WHAT YOU WILL DO: Below are the entries; output exactly the lines from the one containing "In the photo above, where can the player in" through the final line, inclusive.

MATERIAL TO PROCESS:

^^^^^^^^

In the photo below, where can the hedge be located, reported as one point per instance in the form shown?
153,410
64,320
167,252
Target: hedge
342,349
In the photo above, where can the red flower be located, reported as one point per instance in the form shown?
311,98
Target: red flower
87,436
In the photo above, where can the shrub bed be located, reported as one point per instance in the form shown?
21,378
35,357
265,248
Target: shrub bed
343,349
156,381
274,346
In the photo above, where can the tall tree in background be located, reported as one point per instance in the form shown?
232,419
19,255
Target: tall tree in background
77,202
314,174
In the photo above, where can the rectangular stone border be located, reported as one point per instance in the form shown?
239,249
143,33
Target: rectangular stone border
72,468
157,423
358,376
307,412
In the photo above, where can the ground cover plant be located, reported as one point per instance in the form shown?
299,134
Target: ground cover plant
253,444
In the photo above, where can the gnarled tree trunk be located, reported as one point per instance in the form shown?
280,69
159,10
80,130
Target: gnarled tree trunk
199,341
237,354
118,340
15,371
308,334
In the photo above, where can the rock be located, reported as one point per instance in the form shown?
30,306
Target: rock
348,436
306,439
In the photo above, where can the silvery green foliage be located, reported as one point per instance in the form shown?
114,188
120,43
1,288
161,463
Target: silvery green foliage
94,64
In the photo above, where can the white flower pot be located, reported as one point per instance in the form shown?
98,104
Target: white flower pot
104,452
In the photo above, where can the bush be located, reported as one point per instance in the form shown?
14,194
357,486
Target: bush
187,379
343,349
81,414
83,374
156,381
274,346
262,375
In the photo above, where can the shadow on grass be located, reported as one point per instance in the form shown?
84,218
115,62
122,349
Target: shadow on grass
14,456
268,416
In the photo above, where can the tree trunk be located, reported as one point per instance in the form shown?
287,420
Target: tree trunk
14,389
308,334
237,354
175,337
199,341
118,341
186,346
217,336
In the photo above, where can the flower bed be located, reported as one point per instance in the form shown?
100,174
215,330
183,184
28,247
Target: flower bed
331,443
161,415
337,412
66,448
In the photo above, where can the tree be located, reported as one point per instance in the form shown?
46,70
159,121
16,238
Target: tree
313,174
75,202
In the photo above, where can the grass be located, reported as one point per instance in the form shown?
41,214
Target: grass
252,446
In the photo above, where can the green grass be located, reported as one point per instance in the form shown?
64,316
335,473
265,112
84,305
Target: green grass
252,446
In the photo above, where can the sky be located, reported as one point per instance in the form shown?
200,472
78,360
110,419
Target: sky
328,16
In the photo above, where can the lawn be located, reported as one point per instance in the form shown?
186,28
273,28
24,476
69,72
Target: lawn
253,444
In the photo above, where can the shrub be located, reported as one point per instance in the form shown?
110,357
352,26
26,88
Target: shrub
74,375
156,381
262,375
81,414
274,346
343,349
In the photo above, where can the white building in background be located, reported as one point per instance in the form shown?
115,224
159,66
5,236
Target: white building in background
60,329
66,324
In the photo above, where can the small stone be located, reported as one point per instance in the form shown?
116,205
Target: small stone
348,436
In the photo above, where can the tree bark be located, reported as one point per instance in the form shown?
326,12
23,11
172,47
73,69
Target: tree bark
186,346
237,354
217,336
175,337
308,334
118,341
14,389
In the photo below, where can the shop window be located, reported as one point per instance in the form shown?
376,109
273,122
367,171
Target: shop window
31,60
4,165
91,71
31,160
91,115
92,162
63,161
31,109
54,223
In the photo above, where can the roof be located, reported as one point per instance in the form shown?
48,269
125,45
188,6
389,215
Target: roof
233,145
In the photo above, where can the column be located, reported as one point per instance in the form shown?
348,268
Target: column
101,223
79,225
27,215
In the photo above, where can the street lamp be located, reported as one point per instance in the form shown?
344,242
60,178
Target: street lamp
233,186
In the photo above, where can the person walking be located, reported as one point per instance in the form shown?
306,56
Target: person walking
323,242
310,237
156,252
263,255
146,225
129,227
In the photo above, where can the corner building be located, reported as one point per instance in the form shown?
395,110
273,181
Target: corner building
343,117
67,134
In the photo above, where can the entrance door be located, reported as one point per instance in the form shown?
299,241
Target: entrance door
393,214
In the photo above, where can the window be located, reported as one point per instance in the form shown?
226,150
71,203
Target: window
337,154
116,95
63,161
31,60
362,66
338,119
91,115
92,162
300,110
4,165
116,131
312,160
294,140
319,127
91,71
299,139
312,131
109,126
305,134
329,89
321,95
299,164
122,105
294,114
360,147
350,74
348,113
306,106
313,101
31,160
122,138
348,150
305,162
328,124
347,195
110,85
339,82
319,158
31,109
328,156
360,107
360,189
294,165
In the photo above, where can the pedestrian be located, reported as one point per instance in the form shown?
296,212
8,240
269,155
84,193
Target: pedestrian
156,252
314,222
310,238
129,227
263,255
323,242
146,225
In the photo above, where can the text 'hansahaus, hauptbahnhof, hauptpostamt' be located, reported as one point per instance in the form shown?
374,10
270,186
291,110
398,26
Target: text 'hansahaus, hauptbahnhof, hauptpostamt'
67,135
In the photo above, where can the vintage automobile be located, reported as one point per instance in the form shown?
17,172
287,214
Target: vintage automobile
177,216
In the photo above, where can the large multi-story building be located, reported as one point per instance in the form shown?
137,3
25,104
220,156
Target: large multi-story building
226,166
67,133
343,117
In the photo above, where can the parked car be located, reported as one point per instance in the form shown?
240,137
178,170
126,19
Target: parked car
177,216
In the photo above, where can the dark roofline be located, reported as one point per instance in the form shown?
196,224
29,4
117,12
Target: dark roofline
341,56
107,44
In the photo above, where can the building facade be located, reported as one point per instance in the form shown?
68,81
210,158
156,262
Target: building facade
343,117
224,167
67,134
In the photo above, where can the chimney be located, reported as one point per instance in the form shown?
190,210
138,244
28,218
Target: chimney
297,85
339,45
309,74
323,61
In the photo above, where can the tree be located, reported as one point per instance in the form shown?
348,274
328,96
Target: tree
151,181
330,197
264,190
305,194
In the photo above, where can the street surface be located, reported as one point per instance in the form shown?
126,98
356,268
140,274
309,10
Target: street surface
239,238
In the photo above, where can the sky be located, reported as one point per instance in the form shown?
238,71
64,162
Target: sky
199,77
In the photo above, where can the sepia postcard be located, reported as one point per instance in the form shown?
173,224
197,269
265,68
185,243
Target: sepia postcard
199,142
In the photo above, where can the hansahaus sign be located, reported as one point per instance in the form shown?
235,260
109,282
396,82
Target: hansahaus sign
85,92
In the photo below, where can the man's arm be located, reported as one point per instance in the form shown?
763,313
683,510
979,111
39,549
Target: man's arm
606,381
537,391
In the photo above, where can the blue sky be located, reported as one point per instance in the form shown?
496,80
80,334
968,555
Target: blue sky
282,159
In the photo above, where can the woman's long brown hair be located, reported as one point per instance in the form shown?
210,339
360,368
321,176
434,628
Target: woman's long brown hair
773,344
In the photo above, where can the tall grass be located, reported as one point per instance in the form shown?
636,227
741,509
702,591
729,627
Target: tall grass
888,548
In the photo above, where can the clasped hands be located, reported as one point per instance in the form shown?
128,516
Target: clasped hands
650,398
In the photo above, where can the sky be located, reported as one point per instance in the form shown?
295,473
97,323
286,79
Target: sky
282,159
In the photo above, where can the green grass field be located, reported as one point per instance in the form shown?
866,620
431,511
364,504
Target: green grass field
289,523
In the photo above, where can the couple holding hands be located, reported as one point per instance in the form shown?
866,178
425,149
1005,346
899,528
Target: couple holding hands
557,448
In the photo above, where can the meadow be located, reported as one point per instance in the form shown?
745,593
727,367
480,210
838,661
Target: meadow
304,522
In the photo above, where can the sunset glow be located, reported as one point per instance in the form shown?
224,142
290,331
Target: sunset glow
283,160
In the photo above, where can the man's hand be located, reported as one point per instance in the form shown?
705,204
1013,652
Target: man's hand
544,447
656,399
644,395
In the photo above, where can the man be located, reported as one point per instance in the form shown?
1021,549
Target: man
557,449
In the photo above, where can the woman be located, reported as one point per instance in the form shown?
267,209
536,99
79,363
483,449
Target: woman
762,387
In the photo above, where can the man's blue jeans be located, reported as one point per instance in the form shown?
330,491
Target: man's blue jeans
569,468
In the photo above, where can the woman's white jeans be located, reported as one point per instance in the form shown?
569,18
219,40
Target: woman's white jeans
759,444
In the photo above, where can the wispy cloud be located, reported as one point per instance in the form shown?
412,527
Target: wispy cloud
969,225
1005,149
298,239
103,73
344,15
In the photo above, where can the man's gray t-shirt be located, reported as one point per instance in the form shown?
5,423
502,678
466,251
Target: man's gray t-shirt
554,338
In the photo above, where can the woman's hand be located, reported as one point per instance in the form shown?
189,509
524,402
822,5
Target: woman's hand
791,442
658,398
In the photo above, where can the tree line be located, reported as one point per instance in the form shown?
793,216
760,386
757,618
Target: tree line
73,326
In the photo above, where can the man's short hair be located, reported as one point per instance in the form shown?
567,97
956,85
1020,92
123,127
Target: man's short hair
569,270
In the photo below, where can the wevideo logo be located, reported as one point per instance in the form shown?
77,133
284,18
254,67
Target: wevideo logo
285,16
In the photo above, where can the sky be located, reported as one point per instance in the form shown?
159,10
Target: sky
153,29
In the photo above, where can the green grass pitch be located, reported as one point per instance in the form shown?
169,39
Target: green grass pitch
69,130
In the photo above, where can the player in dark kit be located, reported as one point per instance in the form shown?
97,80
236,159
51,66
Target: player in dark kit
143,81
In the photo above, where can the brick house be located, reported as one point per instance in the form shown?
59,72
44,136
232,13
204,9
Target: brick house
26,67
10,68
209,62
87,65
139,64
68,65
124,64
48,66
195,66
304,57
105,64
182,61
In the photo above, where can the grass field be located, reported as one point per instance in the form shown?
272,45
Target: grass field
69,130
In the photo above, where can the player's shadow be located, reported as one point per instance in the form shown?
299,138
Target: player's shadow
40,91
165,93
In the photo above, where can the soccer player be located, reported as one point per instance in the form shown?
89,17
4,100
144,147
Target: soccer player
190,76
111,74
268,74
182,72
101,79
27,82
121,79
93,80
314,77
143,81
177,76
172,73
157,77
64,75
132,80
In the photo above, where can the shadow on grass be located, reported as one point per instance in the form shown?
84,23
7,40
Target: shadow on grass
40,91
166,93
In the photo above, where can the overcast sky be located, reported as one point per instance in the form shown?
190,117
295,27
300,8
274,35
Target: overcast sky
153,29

^^^^^^^^

FINAL ANSWER:
In the photo above, where can the player in dark kit be located, reported as one point per instance in the form shown?
97,80
236,159
51,66
Target: player in dark kit
143,81
In the photo above, where can the brick house be located, reported as one point per instance in the form shown?
59,72
44,136
232,13
204,9
Target: brick house
26,67
10,68
209,62
87,65
139,64
68,65
124,64
48,66
195,66
304,57
105,64
182,61
In the photo above, where can the grass field be located, reported as one point per instance in the form shown?
272,45
Target: grass field
69,130
In the photo above, where can the player's shadow be located, reported as one point per instance in the form shown?
299,138
Target: player's shadow
40,91
165,93
In the photo above, where can the soccer player be located, reported as one point per instance in the form shown?
89,17
4,100
144,147
Target: soccer player
190,76
111,74
268,74
182,72
101,79
27,82
121,79
93,80
314,77
143,81
177,76
172,73
157,77
64,75
132,80
In the photo above, where can the shadow on grass be located, reported as one point per instance in the form shown?
84,23
7,40
Target: shadow on grass
40,91
166,93
In the photo above, where can the overcast sky be located, reported as one point per instance in the form shown?
190,117
295,27
300,8
274,35
Target: overcast sky
153,29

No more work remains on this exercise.